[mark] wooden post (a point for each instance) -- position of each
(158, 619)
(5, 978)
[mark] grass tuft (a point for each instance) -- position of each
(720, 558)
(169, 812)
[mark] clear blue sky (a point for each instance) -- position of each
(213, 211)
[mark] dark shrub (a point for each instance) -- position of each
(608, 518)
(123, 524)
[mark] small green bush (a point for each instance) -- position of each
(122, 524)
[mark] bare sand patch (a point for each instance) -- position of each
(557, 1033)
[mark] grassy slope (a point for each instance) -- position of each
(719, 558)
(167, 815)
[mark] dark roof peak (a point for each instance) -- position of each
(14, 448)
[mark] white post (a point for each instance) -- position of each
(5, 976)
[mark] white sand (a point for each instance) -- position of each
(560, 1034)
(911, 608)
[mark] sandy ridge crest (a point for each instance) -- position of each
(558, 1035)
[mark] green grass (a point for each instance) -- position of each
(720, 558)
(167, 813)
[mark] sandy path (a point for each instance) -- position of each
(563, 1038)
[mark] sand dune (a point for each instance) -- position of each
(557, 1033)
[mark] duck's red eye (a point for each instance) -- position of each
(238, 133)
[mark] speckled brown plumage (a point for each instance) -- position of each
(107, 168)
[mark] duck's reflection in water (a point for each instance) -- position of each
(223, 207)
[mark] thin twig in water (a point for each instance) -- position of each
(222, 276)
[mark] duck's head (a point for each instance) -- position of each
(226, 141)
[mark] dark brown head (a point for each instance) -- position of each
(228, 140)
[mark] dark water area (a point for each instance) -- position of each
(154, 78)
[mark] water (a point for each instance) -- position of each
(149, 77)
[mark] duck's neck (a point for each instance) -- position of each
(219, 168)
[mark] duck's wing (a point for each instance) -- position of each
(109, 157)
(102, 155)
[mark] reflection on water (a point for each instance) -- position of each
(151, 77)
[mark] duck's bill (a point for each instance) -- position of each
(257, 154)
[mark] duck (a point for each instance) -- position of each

########################################

■ **Aim**
Give all of the rows above as a numbered list, leaving out any blank lines.

■ **The response**
1. [mark] wooden post (a point for each instance) -- position of each
2. (158, 619)
3. (5, 978)
4. [mark] grass tuft (a point for each instance) -- position of each
5. (720, 558)
6. (169, 812)
7. [mark] clear blue sky (a point for each instance) -- position of each
8. (213, 211)
9. [mark] dark shrub (a point for each instance) -- position of each
10. (608, 518)
11. (123, 524)
12. [mark] small green bush (a point for each instance) -- position of each
13. (122, 524)
14. [mark] bare sand patch (a point for each instance) -- position of each
15. (557, 1033)
16. [mark] grassy slope (a point for each instance) -- position of each
17. (719, 558)
18. (167, 815)
19. [mark] dark roof peak (a point for each instance) -- position of each
20. (14, 448)
21. [mark] white post (a point for each instance) -- position of each
22. (5, 976)
23. [mark] white sand (a point for each instance) -- position of each
24. (560, 1034)
25. (911, 608)
26. [mark] sandy ridge crest (a point for each instance) -- position of each
27. (558, 1035)
28. [mark] green grass (a point for each instance) -- position of each
29. (720, 558)
30. (167, 813)
31. [mark] sandy path (a point for each instance) -- position of each
32. (563, 1038)
33. [mark] sand dune (a point for each instance) -- position of each
34. (557, 1033)
35. [mark] duck's red eye (a point for each instance) -- position of each
36. (238, 133)
37. [mark] speckled brown plumage (a point for each instance) -- position of each
38. (107, 168)
39. [mark] duck's reflection in water (a point for each instance) -- position of each
40. (223, 207)
41. [mark] thin twig in water (a point for each instance) -- position of each
42. (222, 276)
43. [mark] duck's head (a point for each instance) -- position of each
44. (226, 141)
45. [mark] dark brown head (a point for each instance) -- position of each
46. (228, 140)
47. [mark] dark water area (a point for each instance) -- position of each
48. (154, 78)
49. [mark] water (a point for each instance) -- position of each
50. (149, 77)
51. [mark] duck's neck (a point for each instance) -- position of each
52. (219, 168)
53. [mark] duck's wing (a point for each instance) -- position of each
54. (109, 157)
55. (102, 155)
56. [mark] reflection on water (a point for each instance) -- position of each
57. (151, 77)
58. [mark] duck's bill (a point for each instance) -- position of each
59. (257, 154)
60. [mark] duck (a point for each instance) -- position of each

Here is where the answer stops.